The month of March is marching on with only a couple of days until we reach the vernal equinox when daylight hours equal the hours of darkness. This is when spring truly starts for me.
I was going to do a post purely about the yellow flowers appearing in my garden this week, but could only find four unless I repeated some of the narcissi.
First up is this lovely container full of dainty ‘Tête-à-tête‘ narcissi. The metal container is one of three from Sarah Raven and was intended for indoor use (it has no drainage holes), but the seams are not watertight so I shall use them outdoors with bulbs in spring and some type of patio annual for the summer. These bulbs will be transferred to the rockery wall once they finish flowering.
Moving to the gravel garden I was pleased to see the return of my Snake’s head fritillary / Fritillaria meleagris with its nodding, bell-shaped purple flowers. I’m still debating whether to remove the pebbles from this area and mulch it with bark, if I am then I need to do it soon before the rest of the plants start to grow.
More yellow in the shape of more Narcissi – this time a new variety for me is N. Jetfire. Seen on many of the SOS gardeners posts I decided it was time to give this one a go. A dainty hybrid with pointed, gracefully reflexed golden yellow petals and orange trumpet it is slightly taller than the Tête-à-tête‘ narcissi. I have noticed that the trumpets don’t look very orange when they first open, but change to orange as they mature. Again after flowering these will be transplanted into the rockery wall as it supposedly performs remarkably well in the garden year after year.
Somewhat surprisingly is discovering spring bulbs that I don’t remember planting. I think a lot pop up from where I have disposed of old compost out of the spring bulb containers and not properly emptied them. This beautiful blue Anemone coronaria is one of those.

──────────

◆ SET TASK
List every plant the garden post above names by variety or species. The data after this point is separate material, unrelated to the garden post.

◆ COLLECTED MATERIAL
──────────

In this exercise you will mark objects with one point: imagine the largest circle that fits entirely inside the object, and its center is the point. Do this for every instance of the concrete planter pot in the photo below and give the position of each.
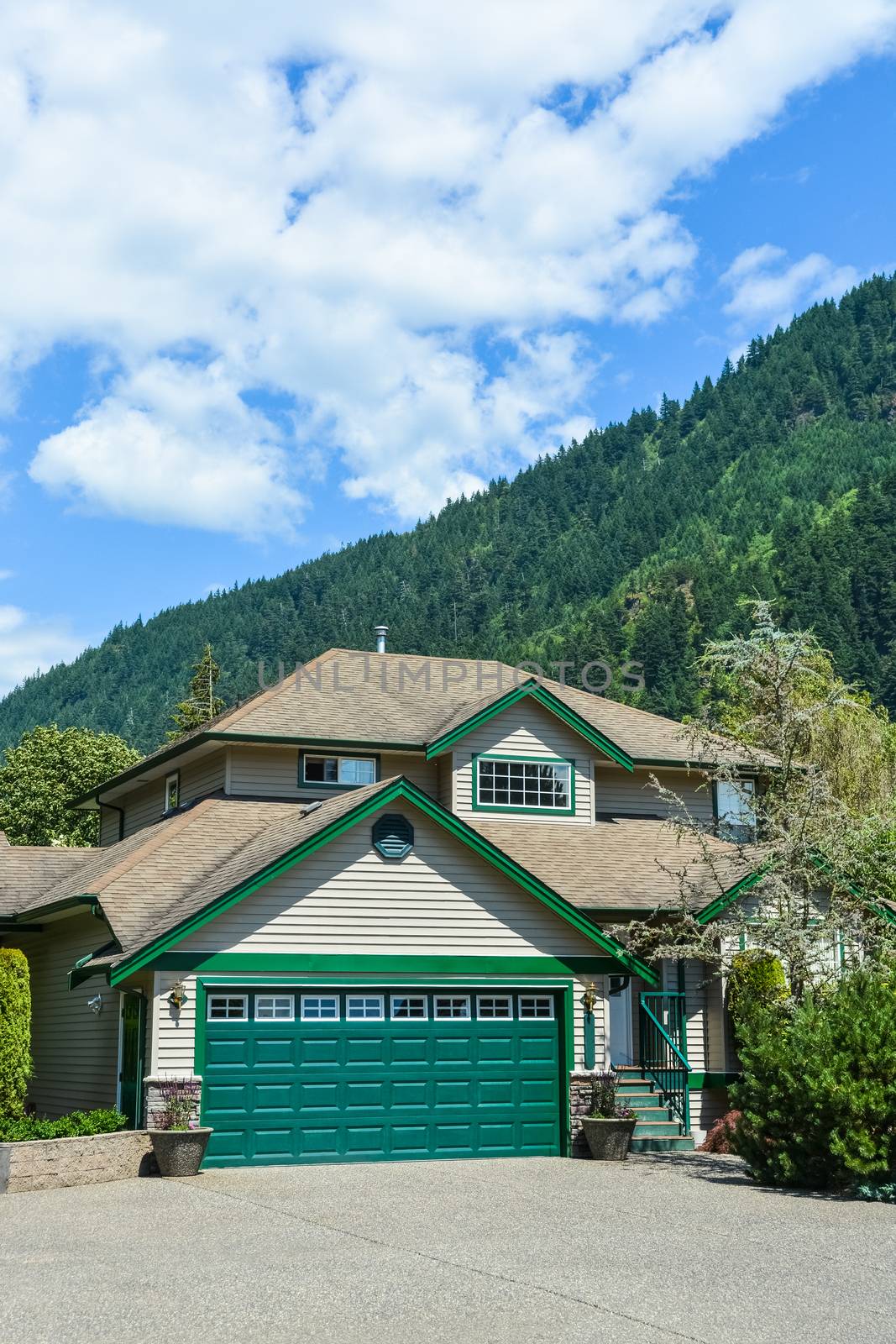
(607, 1139)
(179, 1152)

──────────

◆ CORRECT RESULT
- ‘Tête-à-tête’ narcissi
- Snake’s head fritillary / Fritillaria meleagris
- N. Jetfire
- Anemone coronaria